Work required =
In the text on anti-spam approaches, which two people are named as proposing that spam be treated as network abuse?

Text extract =
1. Network Abuse - some people including Barry Shain and Eric Brunner specifically, have been proposing that we look at the entire spam problem as one of network abuse. The Internet in general, and SMTP in particular, have been built as open systems trusting all network users to behave themselves. Spam is caused by those users abusing the network and its resources. 2. Consent - others in particular, the people or person who wrote the group charter, propose that spam be viewed as an issue of consent. Spam is caused by the fact that the receivers have no mechanisms in place to be able to express their consent to receiving email.

Thus, all of the proposals fall into three general categories:
1. Network Abuse - these proposals are the ones that look at the underlying nature of email and trying to fix or correct the abuse problem. This includes RMX, rDNS, certificates in DNS, distributed spam detection systems such as DCC, systems for detecting open relays and proxies, creating a separate email system, moving from SMTP to a different protocol, charging for sending email, etc. 2. Consent - these proposals do not try to block the email at the sender's end, or as at being transferred over the network. Instead, they concentrate solely at the receiver's point. These proposals define various mechanisms and structures through which the receiver (or his ISP), can his or her consent about wanting to receive email. These include trusted sender systems (like Habeas), filtering systems based on message content (like SpamAssasin, HTML blocking), C/R systems, systems based on passwords (Selby's proposal for lock-and-key), manual whitelists, etc. 3. Combination - these includes combination systems like filtering on receiver's end based on a blacklist of open proxies, etc.

The problem is that many of these approaches if implemented independently of each other, would not be able to operate together as a cohesive system, and in some cases interfere with each other. I would like to see these two models of spam and three approaches to anti-spam defined clearly so we can work out a cohesive model of how to fight spam.

Extracted material =
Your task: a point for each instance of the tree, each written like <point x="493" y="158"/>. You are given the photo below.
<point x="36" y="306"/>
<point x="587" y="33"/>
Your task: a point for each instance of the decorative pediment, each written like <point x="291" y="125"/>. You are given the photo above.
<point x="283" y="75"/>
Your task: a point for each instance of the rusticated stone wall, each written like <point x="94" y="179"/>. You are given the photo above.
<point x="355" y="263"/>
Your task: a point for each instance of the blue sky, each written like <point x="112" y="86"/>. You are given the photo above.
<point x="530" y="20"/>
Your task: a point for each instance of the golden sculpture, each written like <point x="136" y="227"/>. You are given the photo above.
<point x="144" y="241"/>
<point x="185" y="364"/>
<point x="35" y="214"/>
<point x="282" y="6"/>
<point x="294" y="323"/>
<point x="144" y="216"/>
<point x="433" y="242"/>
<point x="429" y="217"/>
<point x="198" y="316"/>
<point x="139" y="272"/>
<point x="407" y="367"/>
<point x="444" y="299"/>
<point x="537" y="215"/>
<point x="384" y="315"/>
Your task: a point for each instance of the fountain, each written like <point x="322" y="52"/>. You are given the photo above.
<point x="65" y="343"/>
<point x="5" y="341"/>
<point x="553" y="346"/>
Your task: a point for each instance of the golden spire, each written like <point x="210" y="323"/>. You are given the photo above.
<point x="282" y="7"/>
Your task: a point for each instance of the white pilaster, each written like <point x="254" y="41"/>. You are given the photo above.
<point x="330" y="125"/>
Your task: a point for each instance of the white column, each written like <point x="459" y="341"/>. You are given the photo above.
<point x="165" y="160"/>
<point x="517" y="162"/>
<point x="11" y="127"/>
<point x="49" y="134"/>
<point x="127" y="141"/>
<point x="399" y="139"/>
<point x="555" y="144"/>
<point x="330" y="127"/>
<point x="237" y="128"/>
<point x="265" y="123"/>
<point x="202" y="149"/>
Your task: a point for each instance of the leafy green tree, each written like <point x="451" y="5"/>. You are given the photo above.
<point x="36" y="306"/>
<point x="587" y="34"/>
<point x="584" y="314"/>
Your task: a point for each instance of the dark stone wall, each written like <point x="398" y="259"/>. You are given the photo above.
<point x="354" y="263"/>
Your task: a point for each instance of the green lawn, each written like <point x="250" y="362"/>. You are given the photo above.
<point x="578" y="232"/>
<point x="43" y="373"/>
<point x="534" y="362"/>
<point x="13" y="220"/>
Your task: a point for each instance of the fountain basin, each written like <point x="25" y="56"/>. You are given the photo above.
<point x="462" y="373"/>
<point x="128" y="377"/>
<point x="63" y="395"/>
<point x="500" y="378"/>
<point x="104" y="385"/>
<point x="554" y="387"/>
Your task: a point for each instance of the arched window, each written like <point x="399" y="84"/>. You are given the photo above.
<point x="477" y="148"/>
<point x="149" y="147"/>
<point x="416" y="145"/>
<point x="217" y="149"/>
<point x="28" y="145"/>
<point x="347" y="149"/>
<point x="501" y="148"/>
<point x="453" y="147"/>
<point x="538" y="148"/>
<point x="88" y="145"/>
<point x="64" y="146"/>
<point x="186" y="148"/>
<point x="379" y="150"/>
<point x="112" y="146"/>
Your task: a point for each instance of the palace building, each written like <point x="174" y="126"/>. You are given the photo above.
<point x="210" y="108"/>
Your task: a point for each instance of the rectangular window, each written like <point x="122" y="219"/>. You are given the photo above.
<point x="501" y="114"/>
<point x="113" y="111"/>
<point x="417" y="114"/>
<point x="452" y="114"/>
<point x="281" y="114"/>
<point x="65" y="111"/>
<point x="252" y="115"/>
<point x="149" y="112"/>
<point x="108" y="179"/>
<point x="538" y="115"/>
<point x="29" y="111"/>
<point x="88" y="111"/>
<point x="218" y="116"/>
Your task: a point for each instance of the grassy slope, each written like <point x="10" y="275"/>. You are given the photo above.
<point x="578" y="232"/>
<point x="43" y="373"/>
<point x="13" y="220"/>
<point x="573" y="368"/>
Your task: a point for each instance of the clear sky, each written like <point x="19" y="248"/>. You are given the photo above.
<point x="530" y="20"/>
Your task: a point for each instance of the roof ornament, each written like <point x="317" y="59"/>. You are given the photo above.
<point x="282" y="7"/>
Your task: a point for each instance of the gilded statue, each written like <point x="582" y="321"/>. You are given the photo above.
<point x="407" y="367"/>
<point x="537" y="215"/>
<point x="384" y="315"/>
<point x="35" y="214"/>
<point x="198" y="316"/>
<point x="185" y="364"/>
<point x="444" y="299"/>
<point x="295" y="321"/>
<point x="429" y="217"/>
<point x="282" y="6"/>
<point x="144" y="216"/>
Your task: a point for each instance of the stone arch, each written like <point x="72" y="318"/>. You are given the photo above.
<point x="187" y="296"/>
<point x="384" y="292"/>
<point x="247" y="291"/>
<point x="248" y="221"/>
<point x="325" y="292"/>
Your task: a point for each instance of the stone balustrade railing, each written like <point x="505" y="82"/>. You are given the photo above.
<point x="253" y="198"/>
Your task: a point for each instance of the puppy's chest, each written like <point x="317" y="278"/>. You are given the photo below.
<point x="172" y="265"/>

Exercise output =
Barry Shain and Eric Brunner.